## Short exercise
Could you write out all of the items below again, substituting "enclosing rectangle" for every "bounding box" and leaving everything else untouched?

Records of labeled boxes
——
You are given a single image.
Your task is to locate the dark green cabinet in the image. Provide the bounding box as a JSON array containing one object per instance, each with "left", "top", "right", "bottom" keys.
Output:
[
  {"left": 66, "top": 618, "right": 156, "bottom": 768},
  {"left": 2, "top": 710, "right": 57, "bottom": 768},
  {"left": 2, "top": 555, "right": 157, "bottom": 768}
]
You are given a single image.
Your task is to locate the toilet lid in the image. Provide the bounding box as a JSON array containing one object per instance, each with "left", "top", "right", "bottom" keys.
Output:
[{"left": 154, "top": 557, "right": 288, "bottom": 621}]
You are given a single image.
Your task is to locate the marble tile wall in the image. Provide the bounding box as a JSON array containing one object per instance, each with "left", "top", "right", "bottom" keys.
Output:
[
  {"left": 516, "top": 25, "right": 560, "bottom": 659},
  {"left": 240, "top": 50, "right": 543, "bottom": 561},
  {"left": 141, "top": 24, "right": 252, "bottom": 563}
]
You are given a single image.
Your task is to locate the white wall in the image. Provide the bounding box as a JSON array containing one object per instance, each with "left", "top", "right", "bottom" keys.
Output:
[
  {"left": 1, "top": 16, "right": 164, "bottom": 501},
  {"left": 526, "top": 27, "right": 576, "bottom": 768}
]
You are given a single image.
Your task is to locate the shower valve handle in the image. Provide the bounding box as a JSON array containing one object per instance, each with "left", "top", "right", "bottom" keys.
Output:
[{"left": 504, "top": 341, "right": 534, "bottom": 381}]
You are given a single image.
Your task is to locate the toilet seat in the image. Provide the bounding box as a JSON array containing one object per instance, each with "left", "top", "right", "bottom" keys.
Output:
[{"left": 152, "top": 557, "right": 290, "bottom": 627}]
——
## Completed exercise
You are given a single image.
Your task is to locate the dark green cabinet in the image. Provide the enclosing rectangle as a JSON array containing one object per instance, each with "left", "top", "right", "bottom" keys.
Output:
[
  {"left": 66, "top": 618, "right": 156, "bottom": 768},
  {"left": 2, "top": 710, "right": 57, "bottom": 768},
  {"left": 2, "top": 555, "right": 157, "bottom": 768}
]
You are given a single image.
Your task is to locate the toilet lid in the image. Provide the enclosing rectangle as a JSON array containing one object per instance, each with "left", "top", "right", "bottom" keys.
Output:
[{"left": 154, "top": 557, "right": 288, "bottom": 621}]
You are given a single image.
Your task is to locate the marble tile wall in the image. Provide the enclosing rectangle as a JSON array containing one object per instance, each with "left", "top", "right", "bottom" keys.
Output:
[
  {"left": 516, "top": 25, "right": 560, "bottom": 659},
  {"left": 240, "top": 50, "right": 543, "bottom": 561},
  {"left": 141, "top": 24, "right": 252, "bottom": 563}
]
You are given a single image.
Your task is to locate the white wall in the image. Provide the enclosing rectangle as a JSON array containing one object per instance, each with "left", "top", "right", "bottom" keys.
Output:
[
  {"left": 1, "top": 16, "right": 164, "bottom": 501},
  {"left": 526, "top": 27, "right": 576, "bottom": 768}
]
You are given a single image.
Your task is to locate the shower valve handle in the image. Provide the enclosing rectangle as a JSON array containing one object per instance, each with "left", "top", "right", "bottom" keys.
Output:
[{"left": 504, "top": 341, "right": 534, "bottom": 381}]
You are given a single image.
Your task is to locate the toilet seat in the image. Provide the enclosing rectangle as a JSON array containing one object per instance, each with "left", "top", "right", "bottom" keys.
Output:
[{"left": 152, "top": 557, "right": 290, "bottom": 627}]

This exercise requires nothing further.